Source material:
┌──
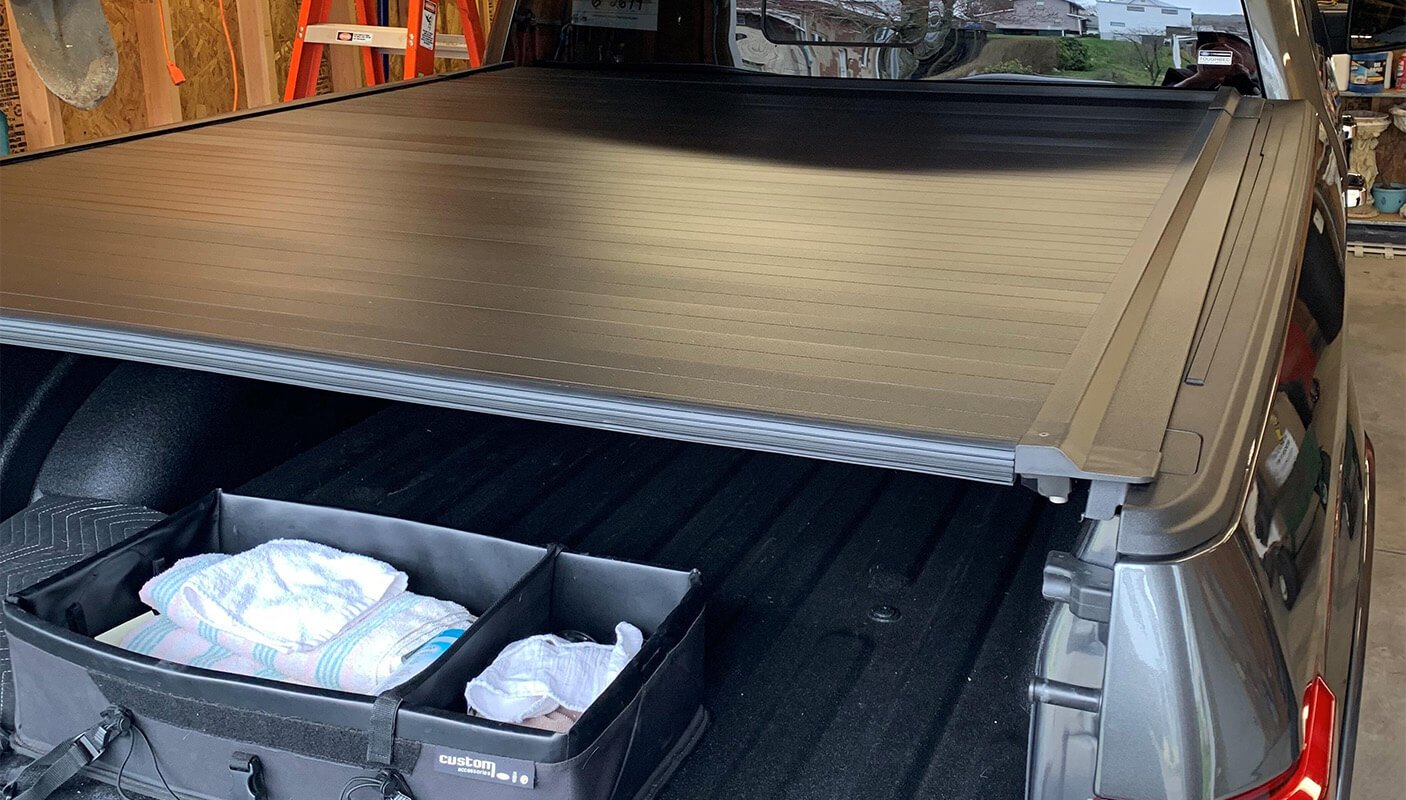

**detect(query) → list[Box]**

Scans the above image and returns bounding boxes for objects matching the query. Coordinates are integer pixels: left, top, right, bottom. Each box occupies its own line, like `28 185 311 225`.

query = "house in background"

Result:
972 0 1088 37
1098 0 1191 39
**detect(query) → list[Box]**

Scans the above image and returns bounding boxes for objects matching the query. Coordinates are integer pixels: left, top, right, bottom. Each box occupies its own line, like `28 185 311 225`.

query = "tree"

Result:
1122 31 1171 83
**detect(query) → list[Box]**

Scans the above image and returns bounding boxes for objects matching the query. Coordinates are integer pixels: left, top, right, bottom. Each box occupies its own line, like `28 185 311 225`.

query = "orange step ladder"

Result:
283 0 485 100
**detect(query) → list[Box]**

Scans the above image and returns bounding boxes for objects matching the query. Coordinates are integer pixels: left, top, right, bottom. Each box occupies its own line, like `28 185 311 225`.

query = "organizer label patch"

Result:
434 749 537 789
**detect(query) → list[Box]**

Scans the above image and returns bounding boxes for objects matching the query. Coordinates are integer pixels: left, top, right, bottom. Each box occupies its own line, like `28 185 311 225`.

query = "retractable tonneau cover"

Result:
0 69 1304 500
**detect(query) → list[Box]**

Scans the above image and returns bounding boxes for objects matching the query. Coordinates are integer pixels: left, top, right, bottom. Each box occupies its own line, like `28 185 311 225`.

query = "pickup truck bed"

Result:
0 404 1078 800
0 67 1263 482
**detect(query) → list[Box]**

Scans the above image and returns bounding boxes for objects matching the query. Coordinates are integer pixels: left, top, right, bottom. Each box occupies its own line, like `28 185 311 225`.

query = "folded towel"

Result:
464 623 644 723
141 538 406 654
121 592 474 695
120 617 288 682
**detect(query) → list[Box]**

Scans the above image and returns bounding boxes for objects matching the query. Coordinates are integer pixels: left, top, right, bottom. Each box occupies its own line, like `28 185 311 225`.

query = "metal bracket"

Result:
1040 550 1114 623
229 752 269 800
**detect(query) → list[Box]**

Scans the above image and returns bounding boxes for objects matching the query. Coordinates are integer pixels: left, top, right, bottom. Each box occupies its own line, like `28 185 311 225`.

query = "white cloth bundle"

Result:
141 538 407 654
464 623 644 723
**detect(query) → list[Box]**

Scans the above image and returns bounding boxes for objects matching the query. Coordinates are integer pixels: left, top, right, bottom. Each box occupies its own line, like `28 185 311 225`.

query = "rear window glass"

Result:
508 0 1260 94
733 0 1258 94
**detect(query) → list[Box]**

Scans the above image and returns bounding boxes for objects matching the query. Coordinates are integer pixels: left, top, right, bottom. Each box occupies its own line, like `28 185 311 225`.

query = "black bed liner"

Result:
0 69 1287 500
242 405 1078 800
0 404 1078 800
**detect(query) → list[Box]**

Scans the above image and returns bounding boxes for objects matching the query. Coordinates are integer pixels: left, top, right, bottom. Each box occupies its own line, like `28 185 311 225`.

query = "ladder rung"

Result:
302 22 468 60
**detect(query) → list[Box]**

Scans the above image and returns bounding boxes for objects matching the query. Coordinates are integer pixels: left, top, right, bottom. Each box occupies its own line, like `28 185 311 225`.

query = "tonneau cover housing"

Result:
0 67 1304 493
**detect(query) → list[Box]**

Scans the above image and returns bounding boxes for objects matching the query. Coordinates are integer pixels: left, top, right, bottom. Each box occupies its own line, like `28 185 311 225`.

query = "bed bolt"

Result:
869 605 903 623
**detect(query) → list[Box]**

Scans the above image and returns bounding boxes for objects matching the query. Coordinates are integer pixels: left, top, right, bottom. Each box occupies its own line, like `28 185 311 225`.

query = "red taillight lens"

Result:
1234 678 1337 800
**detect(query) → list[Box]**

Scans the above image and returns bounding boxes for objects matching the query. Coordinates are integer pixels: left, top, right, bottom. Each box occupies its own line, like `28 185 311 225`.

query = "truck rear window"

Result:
508 0 1260 94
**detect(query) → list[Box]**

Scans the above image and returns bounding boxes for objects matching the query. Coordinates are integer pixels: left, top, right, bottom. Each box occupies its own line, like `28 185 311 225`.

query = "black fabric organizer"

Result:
4 492 706 800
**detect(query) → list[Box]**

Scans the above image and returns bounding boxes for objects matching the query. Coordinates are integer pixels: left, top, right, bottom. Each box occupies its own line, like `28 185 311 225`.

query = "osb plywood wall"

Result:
62 0 146 142
0 14 24 153
0 0 492 152
171 0 246 120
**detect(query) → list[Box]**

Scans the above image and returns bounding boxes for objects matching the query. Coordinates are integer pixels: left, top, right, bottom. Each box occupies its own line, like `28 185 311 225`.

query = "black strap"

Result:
0 706 132 800
366 689 405 769
342 689 415 800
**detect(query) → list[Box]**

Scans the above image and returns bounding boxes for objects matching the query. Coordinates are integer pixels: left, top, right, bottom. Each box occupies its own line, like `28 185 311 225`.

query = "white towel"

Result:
122 592 474 695
464 623 644 723
141 538 410 654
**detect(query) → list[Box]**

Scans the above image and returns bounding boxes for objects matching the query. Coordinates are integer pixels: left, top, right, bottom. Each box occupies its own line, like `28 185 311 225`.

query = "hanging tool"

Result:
283 0 486 100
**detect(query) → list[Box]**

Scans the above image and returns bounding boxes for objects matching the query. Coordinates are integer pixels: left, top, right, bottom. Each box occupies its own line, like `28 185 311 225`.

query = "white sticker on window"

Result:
571 0 659 31
1264 433 1299 489
420 0 439 51
1197 51 1234 66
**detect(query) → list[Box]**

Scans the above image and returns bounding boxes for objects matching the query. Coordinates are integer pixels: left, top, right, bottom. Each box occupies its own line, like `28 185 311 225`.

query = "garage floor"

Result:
1348 257 1406 800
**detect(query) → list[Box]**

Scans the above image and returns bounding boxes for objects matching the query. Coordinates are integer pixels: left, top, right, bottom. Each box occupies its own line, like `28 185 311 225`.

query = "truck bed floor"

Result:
242 405 1077 800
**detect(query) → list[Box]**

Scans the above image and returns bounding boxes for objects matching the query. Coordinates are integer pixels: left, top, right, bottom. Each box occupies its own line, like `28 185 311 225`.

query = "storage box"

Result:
4 492 704 800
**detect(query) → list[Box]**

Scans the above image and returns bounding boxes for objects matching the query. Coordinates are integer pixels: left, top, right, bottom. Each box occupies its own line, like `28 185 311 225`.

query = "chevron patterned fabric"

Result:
0 496 165 731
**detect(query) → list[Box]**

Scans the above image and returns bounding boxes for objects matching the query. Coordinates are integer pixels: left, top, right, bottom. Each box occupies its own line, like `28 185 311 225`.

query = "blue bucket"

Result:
1372 183 1406 214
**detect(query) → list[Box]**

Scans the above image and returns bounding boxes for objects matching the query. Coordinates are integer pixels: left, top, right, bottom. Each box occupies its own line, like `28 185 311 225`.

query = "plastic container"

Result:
1347 53 1388 94
1372 183 1406 214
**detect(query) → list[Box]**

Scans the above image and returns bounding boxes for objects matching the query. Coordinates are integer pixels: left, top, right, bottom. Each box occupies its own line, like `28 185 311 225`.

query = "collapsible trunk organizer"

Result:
4 492 706 800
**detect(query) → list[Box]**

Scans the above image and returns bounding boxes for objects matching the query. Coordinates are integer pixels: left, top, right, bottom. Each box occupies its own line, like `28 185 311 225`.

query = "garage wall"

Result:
0 0 491 152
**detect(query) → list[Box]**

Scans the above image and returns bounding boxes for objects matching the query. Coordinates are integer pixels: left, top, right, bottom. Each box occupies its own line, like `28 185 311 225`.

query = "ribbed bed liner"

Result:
0 63 1212 482
242 405 1077 800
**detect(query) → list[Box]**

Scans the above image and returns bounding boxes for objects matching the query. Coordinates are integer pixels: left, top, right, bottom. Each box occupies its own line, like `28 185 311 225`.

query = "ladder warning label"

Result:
571 0 659 31
420 0 439 51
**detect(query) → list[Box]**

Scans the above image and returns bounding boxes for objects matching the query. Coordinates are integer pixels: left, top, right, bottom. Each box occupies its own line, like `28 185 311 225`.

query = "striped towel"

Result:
121 592 474 695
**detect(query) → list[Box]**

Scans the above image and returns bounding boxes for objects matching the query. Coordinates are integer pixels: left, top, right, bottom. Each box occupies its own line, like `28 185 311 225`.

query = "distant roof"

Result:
1098 0 1191 11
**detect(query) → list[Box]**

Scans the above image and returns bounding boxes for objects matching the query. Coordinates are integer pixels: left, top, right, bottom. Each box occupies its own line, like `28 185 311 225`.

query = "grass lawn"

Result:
990 34 1171 86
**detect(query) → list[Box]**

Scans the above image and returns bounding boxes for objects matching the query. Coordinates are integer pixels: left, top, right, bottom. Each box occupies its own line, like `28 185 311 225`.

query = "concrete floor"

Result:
1348 257 1406 800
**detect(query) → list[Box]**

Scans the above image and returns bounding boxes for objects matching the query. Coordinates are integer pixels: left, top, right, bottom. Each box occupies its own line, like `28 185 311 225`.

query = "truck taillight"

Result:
1234 678 1337 800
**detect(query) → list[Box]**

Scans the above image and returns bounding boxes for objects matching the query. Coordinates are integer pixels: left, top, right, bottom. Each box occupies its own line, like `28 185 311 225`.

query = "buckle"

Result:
73 706 132 761
229 752 267 800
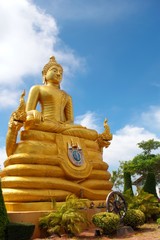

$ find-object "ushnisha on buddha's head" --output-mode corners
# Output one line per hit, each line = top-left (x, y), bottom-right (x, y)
(42, 56), (63, 86)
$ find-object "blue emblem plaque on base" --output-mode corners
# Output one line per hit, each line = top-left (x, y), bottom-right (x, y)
(68, 143), (84, 166)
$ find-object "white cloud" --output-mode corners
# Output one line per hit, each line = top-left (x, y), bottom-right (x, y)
(140, 106), (160, 131)
(47, 0), (141, 23)
(103, 125), (160, 171)
(0, 0), (83, 107)
(75, 112), (101, 132)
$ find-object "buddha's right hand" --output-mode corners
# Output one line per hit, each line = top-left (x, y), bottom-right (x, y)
(26, 110), (43, 123)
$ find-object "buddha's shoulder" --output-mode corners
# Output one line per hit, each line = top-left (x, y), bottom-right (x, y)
(61, 90), (71, 98)
(30, 85), (45, 91)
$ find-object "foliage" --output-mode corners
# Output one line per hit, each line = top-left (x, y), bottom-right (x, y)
(124, 190), (160, 221)
(111, 167), (123, 191)
(123, 209), (145, 229)
(111, 139), (160, 190)
(157, 218), (160, 225)
(138, 139), (160, 156)
(0, 178), (9, 240)
(39, 195), (88, 236)
(123, 171), (133, 196)
(5, 223), (35, 240)
(143, 172), (158, 198)
(92, 212), (120, 235)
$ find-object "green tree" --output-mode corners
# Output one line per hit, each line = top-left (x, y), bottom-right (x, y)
(123, 171), (133, 196)
(113, 139), (160, 191)
(143, 172), (157, 197)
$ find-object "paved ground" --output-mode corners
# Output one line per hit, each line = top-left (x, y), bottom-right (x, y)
(34, 223), (160, 240)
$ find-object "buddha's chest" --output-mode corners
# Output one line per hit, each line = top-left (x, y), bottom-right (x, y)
(39, 87), (66, 105)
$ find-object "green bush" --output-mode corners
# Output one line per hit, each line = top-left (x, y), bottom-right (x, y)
(124, 190), (160, 221)
(5, 223), (35, 240)
(39, 195), (88, 236)
(123, 209), (145, 229)
(0, 180), (9, 240)
(123, 171), (133, 196)
(143, 172), (158, 198)
(92, 212), (120, 235)
(157, 218), (160, 225)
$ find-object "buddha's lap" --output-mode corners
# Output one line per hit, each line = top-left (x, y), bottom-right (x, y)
(25, 120), (98, 141)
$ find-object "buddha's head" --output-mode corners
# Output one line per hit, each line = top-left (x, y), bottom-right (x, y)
(42, 56), (63, 85)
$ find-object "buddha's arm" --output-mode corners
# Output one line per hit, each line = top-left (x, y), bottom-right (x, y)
(26, 85), (42, 121)
(26, 86), (39, 111)
(64, 96), (74, 123)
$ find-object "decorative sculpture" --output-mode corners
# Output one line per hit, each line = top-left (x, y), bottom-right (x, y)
(2, 57), (112, 211)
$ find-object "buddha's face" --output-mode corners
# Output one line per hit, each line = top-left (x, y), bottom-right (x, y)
(46, 66), (63, 84)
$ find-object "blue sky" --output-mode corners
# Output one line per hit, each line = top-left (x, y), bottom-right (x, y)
(0, 0), (160, 171)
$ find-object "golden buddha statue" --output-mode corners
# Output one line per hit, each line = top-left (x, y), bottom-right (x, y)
(2, 57), (112, 211)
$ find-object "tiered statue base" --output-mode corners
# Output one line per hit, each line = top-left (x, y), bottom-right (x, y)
(2, 130), (112, 210)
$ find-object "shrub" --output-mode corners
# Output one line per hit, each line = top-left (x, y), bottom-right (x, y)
(124, 190), (160, 221)
(5, 223), (35, 240)
(39, 195), (88, 236)
(92, 212), (120, 235)
(0, 180), (9, 240)
(123, 171), (133, 196)
(143, 172), (158, 198)
(123, 209), (145, 229)
(157, 218), (160, 225)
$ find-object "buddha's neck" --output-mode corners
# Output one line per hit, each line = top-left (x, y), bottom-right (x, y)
(46, 82), (60, 89)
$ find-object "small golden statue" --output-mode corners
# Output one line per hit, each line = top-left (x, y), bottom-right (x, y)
(2, 57), (112, 211)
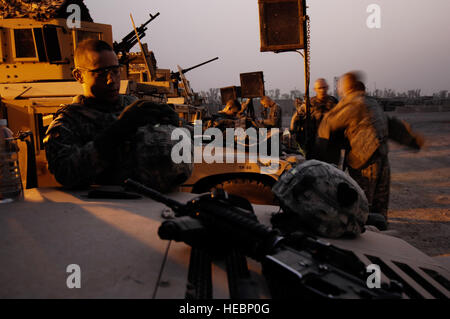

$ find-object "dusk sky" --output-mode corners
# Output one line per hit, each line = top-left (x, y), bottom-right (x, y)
(85, 0), (450, 95)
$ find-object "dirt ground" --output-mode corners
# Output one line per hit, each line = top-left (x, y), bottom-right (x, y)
(283, 110), (450, 256)
(388, 110), (450, 256)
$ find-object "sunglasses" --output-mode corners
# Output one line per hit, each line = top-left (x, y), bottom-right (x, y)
(77, 64), (122, 78)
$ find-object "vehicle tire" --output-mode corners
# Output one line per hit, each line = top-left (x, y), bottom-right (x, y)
(211, 178), (276, 205)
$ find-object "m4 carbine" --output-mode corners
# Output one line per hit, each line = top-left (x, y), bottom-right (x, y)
(125, 179), (402, 299)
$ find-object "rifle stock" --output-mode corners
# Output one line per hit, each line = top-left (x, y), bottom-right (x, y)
(126, 179), (402, 299)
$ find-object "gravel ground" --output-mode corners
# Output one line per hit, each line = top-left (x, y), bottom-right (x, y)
(283, 107), (450, 256)
(389, 112), (450, 256)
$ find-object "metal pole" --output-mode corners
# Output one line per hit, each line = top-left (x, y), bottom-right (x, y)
(302, 0), (314, 159)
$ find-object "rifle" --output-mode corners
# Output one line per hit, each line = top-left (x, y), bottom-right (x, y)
(113, 12), (159, 57)
(125, 179), (401, 299)
(170, 57), (219, 81)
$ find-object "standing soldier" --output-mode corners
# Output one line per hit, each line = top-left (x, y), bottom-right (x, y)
(260, 96), (282, 130)
(290, 78), (340, 159)
(316, 73), (423, 230)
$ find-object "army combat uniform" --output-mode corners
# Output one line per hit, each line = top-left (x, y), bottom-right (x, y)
(261, 102), (282, 130)
(44, 95), (192, 191)
(290, 95), (340, 160)
(317, 91), (390, 218)
(318, 91), (421, 220)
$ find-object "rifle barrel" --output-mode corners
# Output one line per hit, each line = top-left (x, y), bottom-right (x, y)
(181, 56), (219, 73)
(124, 178), (185, 212)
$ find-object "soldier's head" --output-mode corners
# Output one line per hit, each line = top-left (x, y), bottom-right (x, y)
(355, 81), (366, 92)
(338, 72), (362, 97)
(260, 96), (273, 108)
(222, 100), (241, 116)
(72, 39), (120, 102)
(314, 78), (328, 100)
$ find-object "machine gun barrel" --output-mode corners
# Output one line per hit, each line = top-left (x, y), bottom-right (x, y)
(124, 178), (186, 212)
(172, 56), (219, 79)
(114, 12), (160, 53)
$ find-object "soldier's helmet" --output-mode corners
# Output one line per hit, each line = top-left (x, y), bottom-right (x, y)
(272, 160), (369, 238)
(133, 124), (194, 193)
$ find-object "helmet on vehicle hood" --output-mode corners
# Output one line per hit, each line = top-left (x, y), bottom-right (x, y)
(272, 160), (369, 238)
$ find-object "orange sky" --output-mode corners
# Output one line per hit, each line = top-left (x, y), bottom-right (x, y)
(85, 0), (450, 94)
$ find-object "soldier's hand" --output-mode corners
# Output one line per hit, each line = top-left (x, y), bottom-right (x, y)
(94, 100), (179, 160)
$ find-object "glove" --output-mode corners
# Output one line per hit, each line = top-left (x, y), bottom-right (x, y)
(94, 100), (179, 160)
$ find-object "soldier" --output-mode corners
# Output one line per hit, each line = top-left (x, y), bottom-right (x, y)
(290, 78), (340, 159)
(259, 96), (282, 130)
(316, 73), (423, 229)
(44, 39), (192, 192)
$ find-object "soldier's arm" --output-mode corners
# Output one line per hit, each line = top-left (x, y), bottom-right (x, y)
(44, 119), (107, 188)
(388, 116), (424, 149)
(263, 106), (281, 126)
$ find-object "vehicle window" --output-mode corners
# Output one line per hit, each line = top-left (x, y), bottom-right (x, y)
(14, 29), (36, 58)
(44, 27), (62, 62)
(33, 28), (47, 62)
(76, 30), (101, 44)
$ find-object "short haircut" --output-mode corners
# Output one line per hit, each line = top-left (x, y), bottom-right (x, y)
(74, 39), (113, 66)
(342, 71), (364, 91)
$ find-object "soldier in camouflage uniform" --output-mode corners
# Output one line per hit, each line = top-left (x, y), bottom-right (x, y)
(316, 73), (423, 227)
(44, 40), (193, 192)
(290, 78), (340, 164)
(259, 96), (282, 130)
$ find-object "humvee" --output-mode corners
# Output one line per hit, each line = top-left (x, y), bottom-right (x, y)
(0, 1), (296, 206)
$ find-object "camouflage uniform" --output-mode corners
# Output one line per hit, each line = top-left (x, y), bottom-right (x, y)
(291, 95), (340, 160)
(44, 95), (192, 192)
(318, 91), (390, 218)
(261, 102), (282, 130)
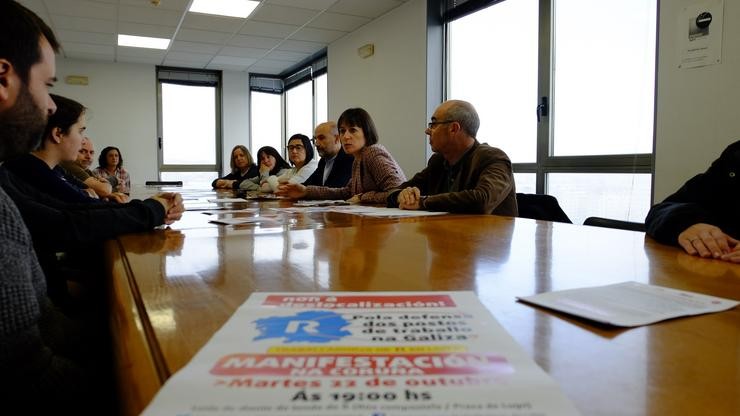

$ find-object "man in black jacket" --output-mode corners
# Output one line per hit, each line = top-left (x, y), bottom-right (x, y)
(645, 141), (740, 263)
(303, 121), (354, 188)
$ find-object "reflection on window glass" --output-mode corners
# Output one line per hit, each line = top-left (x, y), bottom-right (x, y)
(514, 173), (537, 194)
(552, 0), (657, 156)
(162, 82), (216, 165)
(316, 74), (326, 124)
(159, 172), (218, 189)
(249, 91), (283, 159)
(448, 0), (538, 163)
(547, 173), (651, 224)
(285, 81), (313, 138)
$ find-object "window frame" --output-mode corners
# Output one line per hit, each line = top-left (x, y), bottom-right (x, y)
└──
Exercise description: Give everything from the start of the entries down to the line containing "434 749 537 789", inclusive, as a JSON list of strings with one string per line and no blank lines. Leave the pictures out.

Solution:
[
  "**detect(query) → list[Box]**",
  "Scans the above image and returns bounding boxes for objects matching the query. Coordinates are integer pixels: left, top, right, bottom. Each box occupies its own line, like `28 185 311 225`.",
  "query = \"house in background\"",
  "Result:",
  "972 0 1088 37",
  "1098 0 1191 39",
  "**detect(query) → list[Box]**",
  "Scans the above image and returns bounding boxes for objects matching the query. Coordinates are integer pixels: left, top, right, bottom. Each box occupies its own line, like `28 185 311 225`.",
  "query = \"tree\"",
  "Result:",
  "1122 31 1171 83",
  "**detect(query) → list[Box]**",
  "Scans the above image and returns bounding boxes for objects matching the query. Coordinates are integer pixels: left, top, right, bottom. Each box occupies its own line, like `28 185 311 225`.",
  "query = \"orange step ladder\"",
  "Result:",
  "283 0 485 100",
  "**detect(query) → list[Box]**",
  "Scans the above image and returns bounding boxes for objects matching the query. Coordinates are integer pixels: left, top, right, bottom. Each box occupies its own line, like `28 185 311 225`.",
  "query = \"organizer label patch\"",
  "Result:",
  "434 749 537 789"
]